■ Extract:
▼▼▼
A lot of Virginie Despentes claims about "women" and "men" also seem to (ironically) assume that everyone is straight. This is troubling because I don't think this is her world view, but when she describes the world in terms of rape, her generalizations about gender and use of the binary system get more intense.

In all these "universal" claims about men and women we lose sight of a class/race/sexual identity lens. Over and over again she states that men have all the power and women don't have any. But that is not really true, as we know. In reality, upper class white women have more power than many working class men of color and the same is even more true in a global sense…but so far these nuances don't seem to surface in her thinking.

But there is still something really solid and compelling about what she is saying. It's hard for me to think about everything in terms of rape because it does become so polarizing and fear and rage begin to take over my relationship to the world. That is what has been happening to me when I've been reading this book and it's been really overwhelming so far. I keep putting it down and picking it up again.

a repost of my bumpidee reader review: initial impressions


king kong theory by virginie despentes...I asked for and got this book for xmas, since kanako said she might start a book club. I read the first and last chapter and skimmed the rest. that's usually what I do with theory, a habit from school, where you try to figure out what the thesis is and evaluate whether or not it's argued coherently. so far it's more poetic than I expected and rebellious in an in-yr-face punk style, which is rare these days. in that sense it reminds me of s.c.u.m. manifesto by valarie solanis, which I'm not a big fan of although I recognize its historical impact was major --it helped inspire the women's liberation movement for example--but I never got totally into the poetry or rhetoric of solanis like some of my friends did.
I don't know too much about virginie despentes other than that she is a filmmaker. I've heard her compared to catherine breillat. I know some people think her movies reinforce patriarchy in their depiction of violence against women, even though that is not her intent. she's provocative and controversial and seems to be more of an artist than anything. she's interested in power...the weak and the strong...she evokes some of nietzsche's ideas in the genealogy of morals/beyond good and evil... also: lydia lunch helped translate this book.
▲▲▲
■ Supplied data:
▼▼▼
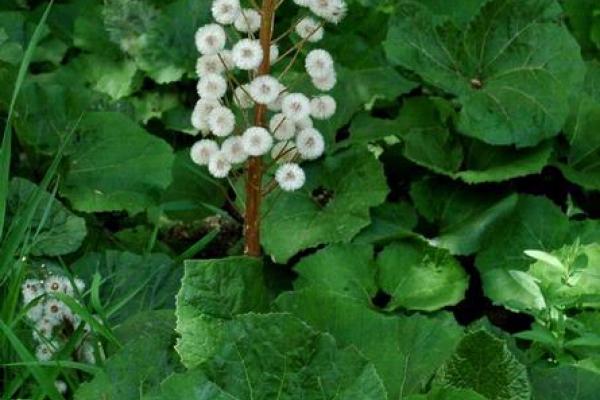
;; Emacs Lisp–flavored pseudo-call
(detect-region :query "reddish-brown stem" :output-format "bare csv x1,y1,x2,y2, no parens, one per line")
▲▲▲
■ Exercise set:
• a. Translate this sentence from the King Kong Theory review into Spanish: "I keep putting it down and picking it up again."
• b. Write the next part of the King Kong Theory review, starting after its last sentence.

■ Responses in order:
• a. Sigo dejándolo y volviéndolo a tomar.

• b.
I'd like to read some contemporary feminist criticism of king kong theory to see how people have reacted to her work. there seem to be some possible limitations here repeated from early 'radical feminism'...radical feminism in the sense of feminists who believe that gender oppression is primary and trumps class or race...that despentes has a class analysis and talks about economics and capitalism is relevant here, but so did many "radical feminists" and as invigorating and influential as a lot of those early texts are, they are limited in scope and have been widely critiqued. I'm not saying king kong theory is necessarily fucked up in the same ways, just that I'm questioning a lot of her claims and some of my thought process is the same as what happens when I read a lot of what is known as radical feminism from the late 60's/early 70's...I am questioning a lot of her generalizations and broad sweeping statements and wishing for more specificity.
these are my initial impressions, which will probably change as I read more. I want to finish this before february so I might actually go ahead and read it this week...but maybe that is just wishful thinking...so far I'm not super into it, but I can see how it might be totally inspiring if you read it in the right time and place. it's got a lot of anger and vision to it. it's cool to hear someone say "fuck you, this world is totally fucked but I am not". it's a bold thing to say and something that women need to hear. there is a lot of resistance and courage in this work. it's visceral and descriptive.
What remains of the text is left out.